Given passage
┌────────

You will need a name brand high quality puller to get it done,then your next issue will be reinstalling it after replacing the housing. Using a toaster oven to heat the gear evenly will work if you have it near the truck so it wont cool before you get it in place. Using that method you have to get it right the first time. once it is on the cam it will quickly cool and not slide.
 
I looked at snap-ons website. They have a multitude of pullers ranging from a couple hundred bucks to thousands. I was hoping someone that had done the job would be able to recommend a specific one so I don't end up pissin into the wind. :)
 
Yes, it is extra work, but unless you are setup properly it'll end being extra work that you will have wished you had done in the first place. The tools to hold the lifters in place are easy to make. 1/2" dowel & some rubber bands is all you need. once you cut the dowel into pieces, just champher the edge lightly & use a hacksaw blade and put a slice into the center, the depth of the blade. That'll help the dowel go in easy & hold, once you lightly tap it into place, pull the lifters up, two at a time, then use the rubber band to hold the ends of the dowel towards each other, so they stay up & out of your way. You will need to pull the lift pump back out an inch or so, to clear the cam as it comes out.

└────────

Collected data

┌────────

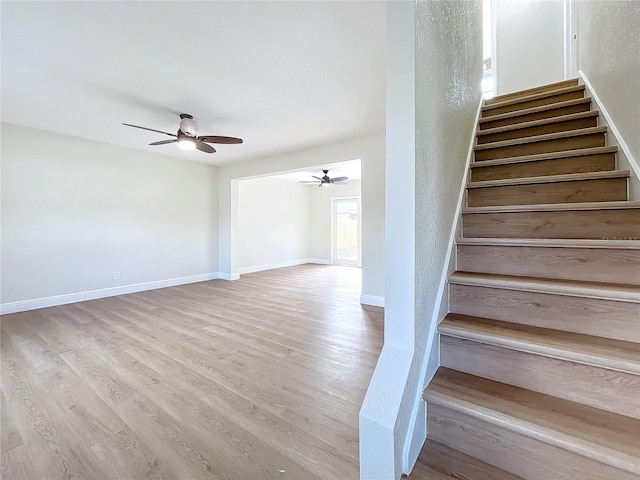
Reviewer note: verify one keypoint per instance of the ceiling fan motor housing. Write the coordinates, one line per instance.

└────────

Instructions for the task
Continue the discussion about pulling the cam out and getting the gear back on, starting right after its last sentence.

Written reply
Why would I wish I had done it? It would also mean I have to readjust the valves and deal with trying to work under the part of the firewall that covers the back of the engine. From what I understand pulling the cam adds about 6 hours extra work to the job. Unless I get some new springs... which might be a thought. :D
 
How many hours are you going to spend finding a puller that works (it appears you have used a few hours already with pullers that didn't work) and possibly spending R & R the gear if it doesn't go on right the first time. When I had to have my gear cover gasket replaced Micheal at Hot Rod Diesels didn't even consider pulling the gear and he's a pro. Piers is a pro as well, you should take his advice.
 
I saw one that the local Cummins dealer changed the timing case on. They cheated and pulled the gear. It didn't go on all the way and soon ate the cam retainer, then walked out to the timing cover and ate that. They called my company because the machine was making an awful squealing sound.

Better to take longer to do it right instead of having the truck go down far away because you saved 4-6 hours.
 
Any recommendations where to a get 60lb springs? Should I just go down to Cummins? I figure if I'm that far in there anyway I might as well do those too.

I was doing it this way because it is apparently what Cummins does.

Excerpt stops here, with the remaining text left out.